[Collected data entries]
>>
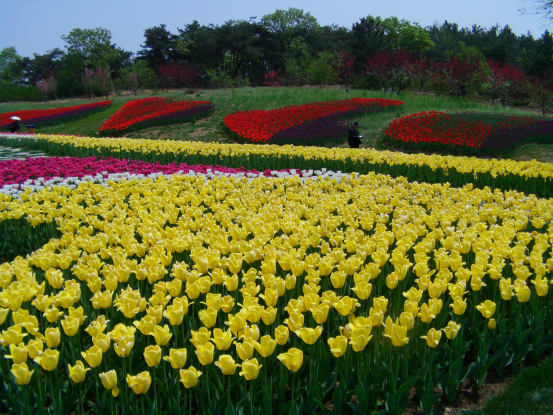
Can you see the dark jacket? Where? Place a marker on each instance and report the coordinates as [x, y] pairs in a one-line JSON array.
[[353, 138], [14, 126]]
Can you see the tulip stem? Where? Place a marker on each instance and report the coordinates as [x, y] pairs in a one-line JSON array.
[[81, 397]]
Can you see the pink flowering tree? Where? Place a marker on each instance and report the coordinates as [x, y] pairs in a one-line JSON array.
[[271, 78], [132, 80], [46, 87], [343, 65], [394, 69], [503, 82], [88, 80], [542, 94], [103, 81], [458, 73]]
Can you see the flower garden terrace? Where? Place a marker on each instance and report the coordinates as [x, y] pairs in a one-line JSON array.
[[530, 177], [370, 283]]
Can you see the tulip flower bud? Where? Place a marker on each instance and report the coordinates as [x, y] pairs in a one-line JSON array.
[[77, 373], [21, 373], [140, 384], [250, 369], [227, 364], [189, 377], [293, 359], [177, 358], [109, 380]]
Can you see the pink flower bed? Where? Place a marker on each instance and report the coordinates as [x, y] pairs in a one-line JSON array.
[[19, 171]]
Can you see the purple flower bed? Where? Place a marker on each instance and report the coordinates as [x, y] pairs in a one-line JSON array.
[[332, 128], [506, 140]]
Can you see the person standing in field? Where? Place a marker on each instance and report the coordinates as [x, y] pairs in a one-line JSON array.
[[354, 138]]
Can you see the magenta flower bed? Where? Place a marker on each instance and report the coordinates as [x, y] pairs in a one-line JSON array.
[[18, 171]]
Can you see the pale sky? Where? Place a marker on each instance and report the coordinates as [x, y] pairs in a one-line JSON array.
[[35, 26]]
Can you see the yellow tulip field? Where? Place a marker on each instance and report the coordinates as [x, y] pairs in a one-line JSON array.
[[359, 293]]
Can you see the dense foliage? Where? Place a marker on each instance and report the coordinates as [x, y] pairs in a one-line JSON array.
[[373, 53], [468, 132], [148, 112], [52, 115], [302, 124]]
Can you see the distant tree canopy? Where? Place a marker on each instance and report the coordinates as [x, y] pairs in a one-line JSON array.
[[292, 44]]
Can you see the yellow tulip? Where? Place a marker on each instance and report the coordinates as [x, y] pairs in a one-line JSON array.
[[222, 339], [140, 384], [70, 325], [266, 346], [338, 279], [152, 355], [227, 364], [18, 353], [363, 290], [189, 377], [162, 335], [407, 320], [451, 330], [52, 337], [102, 341], [433, 337], [48, 360], [231, 283], [250, 369], [425, 314], [459, 306], [34, 348], [397, 333], [93, 356], [109, 380], [205, 354], [346, 305], [294, 321], [21, 373], [174, 314], [4, 313], [177, 358], [523, 294], [227, 304], [360, 338], [269, 315], [200, 337], [380, 304], [309, 335], [97, 326], [281, 335], [77, 372], [290, 282], [293, 359], [208, 317], [487, 308], [246, 348], [338, 345]]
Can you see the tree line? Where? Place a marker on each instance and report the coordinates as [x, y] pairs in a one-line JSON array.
[[290, 48]]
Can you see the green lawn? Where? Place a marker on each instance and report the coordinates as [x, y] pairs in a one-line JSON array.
[[229, 100], [529, 393]]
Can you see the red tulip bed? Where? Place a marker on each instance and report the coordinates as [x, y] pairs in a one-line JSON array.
[[467, 132], [52, 115], [307, 124], [155, 111]]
<<
[WORK TO BE COMPLETED] Arrange every line of the rows above as a Markdown table with the columns "No." and "Entry", skipping blank lines and leaving the pictures out.

[SOLUTION]
| No. | Entry |
|---|---|
| 1 | Can you see the dark jacket? Where? Place a marker on each instance and report the coordinates as [x, y] pairs in a one-line JSON array. |
| 2 | [[353, 138], [14, 126]] |
| 3 | Can you see the tulip stem? Where? Place a marker on each instance and report the coordinates as [x, y] pairs in a one-line JSON array. |
| 4 | [[81, 397]] |
| 5 | Can you see the pink flowering tree? Where? Place a marker on each instance and report the coordinates as [x, y] pairs in a one-line JSON array. |
| 6 | [[271, 78], [132, 80], [46, 87], [343, 65], [394, 69], [503, 82], [88, 80], [542, 94], [103, 81], [458, 73]] |
| 7 | Can you see the flower garden terrace? Where? Place a marker on each instance and report the coordinates as [x, y] pairs in a one-line JSON array. |
| 8 | [[530, 177], [370, 283]] |
| 9 | Can you see the tulip flower bud? Where? Place a marker on each instance and report the coordinates as [x, y] pairs in a one-line JSON array. |
| 10 | [[77, 373], [21, 373], [140, 384], [250, 369], [227, 364], [189, 377], [293, 359], [177, 358], [109, 380]] |
| 11 | Can you see the pink flower bed? Where? Place a marker on each instance and report the coordinates as [x, y] pairs in a one-line JSON array. |
| 12 | [[19, 171]] |
| 13 | Can you see the purple flower bed? Where? Place a marker on each instance and report the coordinates as [x, y] pairs in a one-line JSON array. |
| 14 | [[332, 128], [506, 140]] |
| 15 | Can you see the person standing in field? Where? Place a marker on each instance and report the coordinates as [x, y] pairs in a one-line JSON array. |
| 16 | [[354, 138]] |
| 17 | Can you see the magenta flower bed? Where? Place a marker on each instance and report the coordinates as [x, y] pairs in a one-line JSON array. |
| 18 | [[18, 171]] |
| 19 | Can you see the pale sky? Where? Place a marker on each instance and report the coordinates as [x, y] pairs in a one-line JSON array. |
| 20 | [[35, 26]] |
| 21 | Can you see the yellow tulip field? Where? Place a marker on each instance and report the coordinates as [x, y] pairs in a one-line JSON array. |
| 22 | [[359, 293]] |
| 23 | Can you see the dense foliage? Where? Place a marker on each instance and report the coordinates as [x, y] pairs in a one-line JSON array. |
| 24 | [[373, 53], [468, 132], [148, 112], [52, 115], [302, 124]] |
| 25 | Can you see the distant tree canopy? Where? Place a marker on each instance and report the coordinates as [x, y] pairs in a one-line JSON array. |
| 26 | [[292, 44]] |
| 27 | Can you see the yellow tulip? Where? Place a marker on each instance and report the coordinates as [x, y] pairs in a one-line JSON array. |
| 28 | [[222, 339], [140, 384], [70, 325], [266, 346], [338, 279], [152, 355], [227, 364], [18, 353], [363, 290], [189, 377], [162, 335], [407, 320], [451, 330], [52, 337], [102, 341], [433, 337], [48, 360], [231, 283], [250, 369], [425, 314], [459, 306], [34, 348], [397, 333], [93, 356], [109, 380], [205, 354], [346, 305], [294, 321], [21, 373], [174, 314], [4, 313], [177, 358], [523, 294], [227, 304], [360, 338], [269, 315], [200, 337], [380, 304], [309, 335], [97, 326], [281, 335], [77, 372], [290, 282], [293, 359], [208, 317], [487, 308], [246, 348], [338, 345]] |
| 29 | Can you see the tree line? Where? Place a marker on each instance and report the coordinates as [x, y] pairs in a one-line JSON array. |
| 30 | [[290, 48]] |
| 31 | Can you see the green lawn? Where? Place a marker on each instance and report the coordinates as [x, y] pairs in a one-line JSON array. |
| 32 | [[229, 100], [529, 393]] |
| 33 | Can you see the red tulip bed? Where? Place a marker on each instance and report the coordinates as [x, y] pairs in a one-line JSON array. |
| 34 | [[467, 132], [52, 115], [307, 124], [155, 111]] |